[Location annotation dataset excerpts]
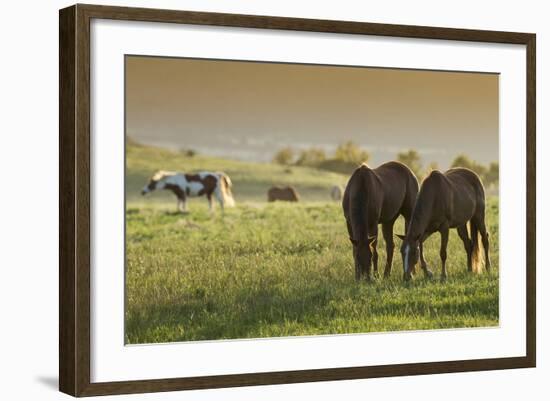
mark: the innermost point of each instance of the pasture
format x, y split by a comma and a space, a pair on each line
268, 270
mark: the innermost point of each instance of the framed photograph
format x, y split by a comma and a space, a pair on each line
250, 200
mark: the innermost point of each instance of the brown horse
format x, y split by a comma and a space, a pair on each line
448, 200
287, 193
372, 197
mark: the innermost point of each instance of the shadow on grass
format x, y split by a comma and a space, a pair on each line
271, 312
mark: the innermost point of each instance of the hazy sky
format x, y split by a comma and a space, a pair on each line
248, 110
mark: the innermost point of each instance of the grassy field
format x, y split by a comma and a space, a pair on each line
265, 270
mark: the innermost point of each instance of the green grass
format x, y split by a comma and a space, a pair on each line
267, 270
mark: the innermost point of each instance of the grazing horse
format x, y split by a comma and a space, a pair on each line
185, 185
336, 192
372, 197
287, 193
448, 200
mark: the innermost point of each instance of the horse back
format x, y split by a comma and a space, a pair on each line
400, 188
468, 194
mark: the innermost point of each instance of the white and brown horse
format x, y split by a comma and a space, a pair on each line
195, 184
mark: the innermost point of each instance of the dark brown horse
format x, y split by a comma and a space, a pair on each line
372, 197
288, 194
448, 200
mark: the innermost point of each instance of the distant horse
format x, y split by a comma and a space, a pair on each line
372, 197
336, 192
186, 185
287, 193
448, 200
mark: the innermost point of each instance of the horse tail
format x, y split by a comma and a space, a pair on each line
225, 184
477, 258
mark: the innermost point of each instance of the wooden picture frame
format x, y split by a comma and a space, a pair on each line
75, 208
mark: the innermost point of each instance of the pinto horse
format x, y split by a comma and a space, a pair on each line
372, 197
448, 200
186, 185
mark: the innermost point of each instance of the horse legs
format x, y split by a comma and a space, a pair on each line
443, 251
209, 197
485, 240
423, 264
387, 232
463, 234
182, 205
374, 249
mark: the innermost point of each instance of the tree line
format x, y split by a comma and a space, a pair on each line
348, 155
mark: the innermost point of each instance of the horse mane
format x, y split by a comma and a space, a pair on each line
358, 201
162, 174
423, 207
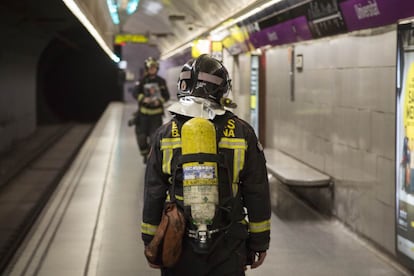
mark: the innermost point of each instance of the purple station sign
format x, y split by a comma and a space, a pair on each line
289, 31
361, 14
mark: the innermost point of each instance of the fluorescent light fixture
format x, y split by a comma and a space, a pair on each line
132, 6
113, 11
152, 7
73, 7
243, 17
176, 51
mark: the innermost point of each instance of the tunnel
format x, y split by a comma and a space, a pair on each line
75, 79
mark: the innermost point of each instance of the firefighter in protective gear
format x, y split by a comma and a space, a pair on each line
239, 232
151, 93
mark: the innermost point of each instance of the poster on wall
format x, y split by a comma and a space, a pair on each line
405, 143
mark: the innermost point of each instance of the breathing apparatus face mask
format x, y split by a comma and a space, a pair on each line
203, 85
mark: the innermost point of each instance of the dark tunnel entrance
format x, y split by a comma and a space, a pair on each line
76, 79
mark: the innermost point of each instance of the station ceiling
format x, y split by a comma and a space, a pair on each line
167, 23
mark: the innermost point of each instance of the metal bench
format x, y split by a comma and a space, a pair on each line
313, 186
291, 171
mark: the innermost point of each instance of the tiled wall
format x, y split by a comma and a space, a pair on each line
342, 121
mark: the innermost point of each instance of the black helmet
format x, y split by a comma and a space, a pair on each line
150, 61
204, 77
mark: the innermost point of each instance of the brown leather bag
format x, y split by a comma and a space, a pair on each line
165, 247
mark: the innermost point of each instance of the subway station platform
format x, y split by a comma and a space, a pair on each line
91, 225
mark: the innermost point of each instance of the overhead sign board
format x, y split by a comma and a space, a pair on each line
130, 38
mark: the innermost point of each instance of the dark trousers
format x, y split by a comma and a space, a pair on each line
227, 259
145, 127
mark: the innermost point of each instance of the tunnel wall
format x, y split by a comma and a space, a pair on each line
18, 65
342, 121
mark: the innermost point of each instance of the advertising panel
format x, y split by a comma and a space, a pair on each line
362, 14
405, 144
==
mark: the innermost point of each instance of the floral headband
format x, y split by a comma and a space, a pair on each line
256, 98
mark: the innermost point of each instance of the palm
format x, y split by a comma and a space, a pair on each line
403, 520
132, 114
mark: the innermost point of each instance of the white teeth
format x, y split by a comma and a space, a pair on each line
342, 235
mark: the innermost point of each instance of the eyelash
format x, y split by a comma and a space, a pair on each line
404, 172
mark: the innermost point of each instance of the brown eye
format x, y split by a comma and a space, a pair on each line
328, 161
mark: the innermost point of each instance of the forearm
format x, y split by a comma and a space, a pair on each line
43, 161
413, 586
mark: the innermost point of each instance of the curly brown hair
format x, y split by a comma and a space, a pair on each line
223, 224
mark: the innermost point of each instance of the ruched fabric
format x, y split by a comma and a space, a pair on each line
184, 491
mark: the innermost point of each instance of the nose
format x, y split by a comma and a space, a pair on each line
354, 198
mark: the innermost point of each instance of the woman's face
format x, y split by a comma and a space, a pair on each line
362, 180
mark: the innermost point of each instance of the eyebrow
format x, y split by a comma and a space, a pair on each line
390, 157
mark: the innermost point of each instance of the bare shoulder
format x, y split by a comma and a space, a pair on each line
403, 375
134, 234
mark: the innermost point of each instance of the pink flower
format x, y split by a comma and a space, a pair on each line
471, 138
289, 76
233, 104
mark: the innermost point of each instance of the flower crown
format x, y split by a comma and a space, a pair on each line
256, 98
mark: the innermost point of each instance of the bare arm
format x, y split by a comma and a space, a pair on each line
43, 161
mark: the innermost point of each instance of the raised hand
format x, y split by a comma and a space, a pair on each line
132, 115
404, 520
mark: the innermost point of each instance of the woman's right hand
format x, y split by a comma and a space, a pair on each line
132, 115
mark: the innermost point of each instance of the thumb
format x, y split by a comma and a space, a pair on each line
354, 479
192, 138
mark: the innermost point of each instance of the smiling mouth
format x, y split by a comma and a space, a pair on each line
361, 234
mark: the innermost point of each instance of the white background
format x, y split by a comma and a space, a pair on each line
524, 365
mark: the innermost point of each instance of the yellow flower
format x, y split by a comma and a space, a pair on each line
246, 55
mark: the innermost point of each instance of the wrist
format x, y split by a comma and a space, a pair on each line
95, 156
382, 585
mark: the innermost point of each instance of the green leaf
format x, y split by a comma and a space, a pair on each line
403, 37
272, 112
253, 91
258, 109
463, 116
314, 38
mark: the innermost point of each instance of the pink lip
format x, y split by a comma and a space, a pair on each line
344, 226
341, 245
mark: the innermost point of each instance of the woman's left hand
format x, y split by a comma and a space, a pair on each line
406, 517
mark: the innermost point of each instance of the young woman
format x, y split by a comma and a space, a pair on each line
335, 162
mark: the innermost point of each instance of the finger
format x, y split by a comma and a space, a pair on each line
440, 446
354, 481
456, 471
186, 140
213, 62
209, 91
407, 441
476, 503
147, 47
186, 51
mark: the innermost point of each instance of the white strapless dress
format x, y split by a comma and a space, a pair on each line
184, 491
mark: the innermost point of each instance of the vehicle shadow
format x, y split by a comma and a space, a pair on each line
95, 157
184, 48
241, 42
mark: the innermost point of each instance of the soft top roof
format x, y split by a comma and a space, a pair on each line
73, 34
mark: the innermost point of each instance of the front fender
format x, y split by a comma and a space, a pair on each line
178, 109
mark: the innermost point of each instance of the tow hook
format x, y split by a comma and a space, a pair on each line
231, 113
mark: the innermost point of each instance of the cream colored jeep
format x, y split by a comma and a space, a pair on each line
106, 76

=== PROBLEM REQUIREMENTS ===
Select and copy every line of the records that contains the word "pink".

=== EXERCISE RESPONSE ===
mark: the innermost point of each instance of the pink flower
mark: the innermost point of each instance of the pink lip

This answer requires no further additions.